Rewrite the stretch from the line that contains "For the evaluation set, spot each instance of the disco" through the end of the records, putting "red ornament" in place of "red bauble" and leaving everything else the same.
start
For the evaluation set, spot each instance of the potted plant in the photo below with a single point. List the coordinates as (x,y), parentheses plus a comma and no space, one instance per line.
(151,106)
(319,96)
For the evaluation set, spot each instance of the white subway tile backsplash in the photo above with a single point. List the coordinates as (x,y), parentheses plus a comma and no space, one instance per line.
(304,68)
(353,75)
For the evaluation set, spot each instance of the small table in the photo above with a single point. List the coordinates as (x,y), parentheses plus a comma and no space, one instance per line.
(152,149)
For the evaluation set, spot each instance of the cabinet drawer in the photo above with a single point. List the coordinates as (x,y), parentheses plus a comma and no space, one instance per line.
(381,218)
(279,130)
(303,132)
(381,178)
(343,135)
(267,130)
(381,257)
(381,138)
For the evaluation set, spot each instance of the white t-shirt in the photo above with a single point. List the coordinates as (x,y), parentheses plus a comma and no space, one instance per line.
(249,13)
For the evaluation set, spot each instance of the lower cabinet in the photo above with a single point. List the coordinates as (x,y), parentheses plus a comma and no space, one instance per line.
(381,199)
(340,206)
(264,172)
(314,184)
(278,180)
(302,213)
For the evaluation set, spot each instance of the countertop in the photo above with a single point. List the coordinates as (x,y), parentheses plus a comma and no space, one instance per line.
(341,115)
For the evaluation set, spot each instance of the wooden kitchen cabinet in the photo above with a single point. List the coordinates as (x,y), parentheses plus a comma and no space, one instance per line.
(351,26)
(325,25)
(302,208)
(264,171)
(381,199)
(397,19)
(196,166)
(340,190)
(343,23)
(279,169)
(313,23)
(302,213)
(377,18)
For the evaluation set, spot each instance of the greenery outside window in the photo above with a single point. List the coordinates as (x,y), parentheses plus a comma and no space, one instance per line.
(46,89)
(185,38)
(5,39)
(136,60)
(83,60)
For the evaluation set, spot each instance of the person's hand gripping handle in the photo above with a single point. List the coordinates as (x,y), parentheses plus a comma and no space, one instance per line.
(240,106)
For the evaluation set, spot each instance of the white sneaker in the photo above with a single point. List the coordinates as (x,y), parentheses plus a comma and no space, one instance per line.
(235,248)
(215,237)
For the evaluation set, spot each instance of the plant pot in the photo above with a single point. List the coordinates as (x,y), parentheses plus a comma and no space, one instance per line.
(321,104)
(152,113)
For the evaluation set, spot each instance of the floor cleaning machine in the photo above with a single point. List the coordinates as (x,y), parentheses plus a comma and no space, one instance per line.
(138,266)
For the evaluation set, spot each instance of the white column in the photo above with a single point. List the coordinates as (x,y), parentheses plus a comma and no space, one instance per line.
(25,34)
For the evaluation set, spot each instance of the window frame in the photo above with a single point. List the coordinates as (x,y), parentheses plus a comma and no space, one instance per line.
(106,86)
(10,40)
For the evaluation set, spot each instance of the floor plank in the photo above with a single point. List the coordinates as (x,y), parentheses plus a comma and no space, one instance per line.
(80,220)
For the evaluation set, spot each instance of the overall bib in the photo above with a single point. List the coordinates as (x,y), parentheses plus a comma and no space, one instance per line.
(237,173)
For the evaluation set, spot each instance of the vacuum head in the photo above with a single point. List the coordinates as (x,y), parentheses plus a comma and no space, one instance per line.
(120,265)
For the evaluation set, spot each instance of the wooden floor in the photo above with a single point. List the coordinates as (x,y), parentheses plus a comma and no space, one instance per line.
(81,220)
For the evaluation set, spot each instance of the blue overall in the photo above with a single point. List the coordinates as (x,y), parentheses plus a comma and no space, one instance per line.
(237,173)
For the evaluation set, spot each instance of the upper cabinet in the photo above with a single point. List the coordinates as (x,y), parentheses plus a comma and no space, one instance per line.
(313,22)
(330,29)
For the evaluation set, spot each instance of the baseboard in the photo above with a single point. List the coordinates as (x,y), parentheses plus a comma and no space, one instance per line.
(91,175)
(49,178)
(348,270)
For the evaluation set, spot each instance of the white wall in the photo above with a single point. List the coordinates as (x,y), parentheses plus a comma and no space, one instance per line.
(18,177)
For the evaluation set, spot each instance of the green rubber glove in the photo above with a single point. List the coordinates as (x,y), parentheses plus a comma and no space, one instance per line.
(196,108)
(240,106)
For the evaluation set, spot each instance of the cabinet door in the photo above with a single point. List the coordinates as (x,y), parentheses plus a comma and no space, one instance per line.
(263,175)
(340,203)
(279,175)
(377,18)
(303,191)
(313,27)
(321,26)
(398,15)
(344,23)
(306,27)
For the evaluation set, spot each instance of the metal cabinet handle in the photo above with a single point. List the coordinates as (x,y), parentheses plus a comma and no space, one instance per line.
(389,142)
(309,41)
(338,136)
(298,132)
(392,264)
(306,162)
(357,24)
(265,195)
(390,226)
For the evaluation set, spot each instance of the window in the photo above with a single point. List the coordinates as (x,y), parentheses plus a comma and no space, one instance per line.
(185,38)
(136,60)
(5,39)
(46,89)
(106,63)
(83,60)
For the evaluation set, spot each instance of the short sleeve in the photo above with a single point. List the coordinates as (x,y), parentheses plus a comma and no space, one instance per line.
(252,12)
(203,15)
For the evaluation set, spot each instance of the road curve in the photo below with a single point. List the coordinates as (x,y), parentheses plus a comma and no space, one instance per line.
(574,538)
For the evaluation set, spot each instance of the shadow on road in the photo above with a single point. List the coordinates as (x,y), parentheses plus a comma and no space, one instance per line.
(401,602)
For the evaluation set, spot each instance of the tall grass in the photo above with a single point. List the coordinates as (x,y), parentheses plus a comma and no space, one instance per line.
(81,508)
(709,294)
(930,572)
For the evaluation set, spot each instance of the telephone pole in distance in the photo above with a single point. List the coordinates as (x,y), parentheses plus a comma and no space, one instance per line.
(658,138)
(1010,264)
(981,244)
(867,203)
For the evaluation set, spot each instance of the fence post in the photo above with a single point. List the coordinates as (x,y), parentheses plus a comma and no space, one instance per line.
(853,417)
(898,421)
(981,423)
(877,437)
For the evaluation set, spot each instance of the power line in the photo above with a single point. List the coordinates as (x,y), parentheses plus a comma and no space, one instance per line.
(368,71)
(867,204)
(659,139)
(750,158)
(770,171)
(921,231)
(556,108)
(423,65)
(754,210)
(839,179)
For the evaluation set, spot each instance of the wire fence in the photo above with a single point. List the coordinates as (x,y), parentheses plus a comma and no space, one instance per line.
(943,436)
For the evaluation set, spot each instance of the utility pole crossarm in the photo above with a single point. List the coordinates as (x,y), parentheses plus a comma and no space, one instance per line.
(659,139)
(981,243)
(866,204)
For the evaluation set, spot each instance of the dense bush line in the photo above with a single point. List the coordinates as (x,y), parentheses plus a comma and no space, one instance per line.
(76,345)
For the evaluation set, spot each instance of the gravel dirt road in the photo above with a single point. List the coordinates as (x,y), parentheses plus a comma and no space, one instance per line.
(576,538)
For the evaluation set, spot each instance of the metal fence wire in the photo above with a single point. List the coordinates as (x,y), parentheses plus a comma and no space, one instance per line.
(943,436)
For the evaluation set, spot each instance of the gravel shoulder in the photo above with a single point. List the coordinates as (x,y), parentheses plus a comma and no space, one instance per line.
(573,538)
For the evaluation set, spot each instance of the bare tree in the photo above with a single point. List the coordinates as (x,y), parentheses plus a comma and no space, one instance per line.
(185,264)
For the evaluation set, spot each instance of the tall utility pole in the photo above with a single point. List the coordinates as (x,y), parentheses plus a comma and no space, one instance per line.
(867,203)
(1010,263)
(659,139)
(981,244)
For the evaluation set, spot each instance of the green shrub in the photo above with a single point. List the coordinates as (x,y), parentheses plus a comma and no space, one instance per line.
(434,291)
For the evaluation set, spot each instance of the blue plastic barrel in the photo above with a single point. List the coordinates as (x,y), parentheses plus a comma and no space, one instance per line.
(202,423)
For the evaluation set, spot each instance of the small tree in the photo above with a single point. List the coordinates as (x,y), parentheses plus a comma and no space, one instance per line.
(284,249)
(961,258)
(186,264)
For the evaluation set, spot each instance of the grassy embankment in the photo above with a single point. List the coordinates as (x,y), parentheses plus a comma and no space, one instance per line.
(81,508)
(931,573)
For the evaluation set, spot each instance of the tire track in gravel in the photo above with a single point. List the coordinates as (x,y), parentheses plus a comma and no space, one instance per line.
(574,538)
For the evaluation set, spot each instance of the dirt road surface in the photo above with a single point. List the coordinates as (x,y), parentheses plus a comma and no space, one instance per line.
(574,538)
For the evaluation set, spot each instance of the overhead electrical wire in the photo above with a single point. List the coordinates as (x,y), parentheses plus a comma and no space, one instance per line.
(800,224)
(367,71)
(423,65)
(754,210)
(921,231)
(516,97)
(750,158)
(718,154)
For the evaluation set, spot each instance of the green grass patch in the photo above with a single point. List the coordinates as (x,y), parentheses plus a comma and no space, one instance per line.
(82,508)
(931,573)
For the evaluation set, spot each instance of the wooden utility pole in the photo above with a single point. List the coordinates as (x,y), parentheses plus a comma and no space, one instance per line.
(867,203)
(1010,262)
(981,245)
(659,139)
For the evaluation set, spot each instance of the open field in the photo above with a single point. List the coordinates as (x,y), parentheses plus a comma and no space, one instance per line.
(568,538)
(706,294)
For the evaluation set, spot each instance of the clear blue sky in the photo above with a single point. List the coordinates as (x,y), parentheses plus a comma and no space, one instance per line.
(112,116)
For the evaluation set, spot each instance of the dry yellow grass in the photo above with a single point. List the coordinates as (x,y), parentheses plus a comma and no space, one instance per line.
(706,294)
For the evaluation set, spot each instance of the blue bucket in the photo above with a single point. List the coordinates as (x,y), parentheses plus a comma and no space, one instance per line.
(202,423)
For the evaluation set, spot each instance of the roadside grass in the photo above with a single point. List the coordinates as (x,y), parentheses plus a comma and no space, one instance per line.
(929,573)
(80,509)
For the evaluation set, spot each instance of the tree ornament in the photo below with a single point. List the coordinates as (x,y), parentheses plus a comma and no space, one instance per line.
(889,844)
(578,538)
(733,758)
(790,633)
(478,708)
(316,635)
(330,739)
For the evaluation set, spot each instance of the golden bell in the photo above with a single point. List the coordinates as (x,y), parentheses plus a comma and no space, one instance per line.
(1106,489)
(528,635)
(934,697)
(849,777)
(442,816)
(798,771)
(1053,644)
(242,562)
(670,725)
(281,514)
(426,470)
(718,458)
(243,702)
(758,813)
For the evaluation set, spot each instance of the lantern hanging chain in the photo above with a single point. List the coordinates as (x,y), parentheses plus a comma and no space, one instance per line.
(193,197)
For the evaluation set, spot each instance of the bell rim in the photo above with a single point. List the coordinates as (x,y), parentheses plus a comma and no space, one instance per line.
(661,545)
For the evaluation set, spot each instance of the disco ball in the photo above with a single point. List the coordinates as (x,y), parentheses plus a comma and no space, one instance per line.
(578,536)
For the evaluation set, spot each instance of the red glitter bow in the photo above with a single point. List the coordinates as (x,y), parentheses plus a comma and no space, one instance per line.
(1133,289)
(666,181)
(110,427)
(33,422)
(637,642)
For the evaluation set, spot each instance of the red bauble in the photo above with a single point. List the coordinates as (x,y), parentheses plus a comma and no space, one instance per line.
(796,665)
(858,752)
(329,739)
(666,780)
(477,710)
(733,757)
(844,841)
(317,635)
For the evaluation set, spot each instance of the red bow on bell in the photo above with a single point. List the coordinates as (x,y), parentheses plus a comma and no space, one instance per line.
end
[Result of this exercise]
For the evaluation set, spot each instance of the disco ball in the photo above with a single point. List the coordinates as (x,y), parentheses plus a comma and no space, one instance per line.
(578,536)
For the evaluation set, spot each instance of the red glitter bow in the photo above with a single point. List the coordinates as (x,y), parentheses plus a comma and no space, one instance per line.
(1133,289)
(666,181)
(110,427)
(33,422)
(637,642)
For the evaluation set, spot each instance of the red ornament in the photo above with a single point. List the coordinates as (x,y), parentheses plus a comma and no space, one instance per line.
(796,665)
(858,752)
(329,739)
(666,780)
(477,710)
(733,757)
(844,841)
(317,635)
For the evaluation set, spot each instance of the red bow on bell in the photo above with a single point. List the coordinates as (x,y), parentheses plus a comma and no space, one instance per line.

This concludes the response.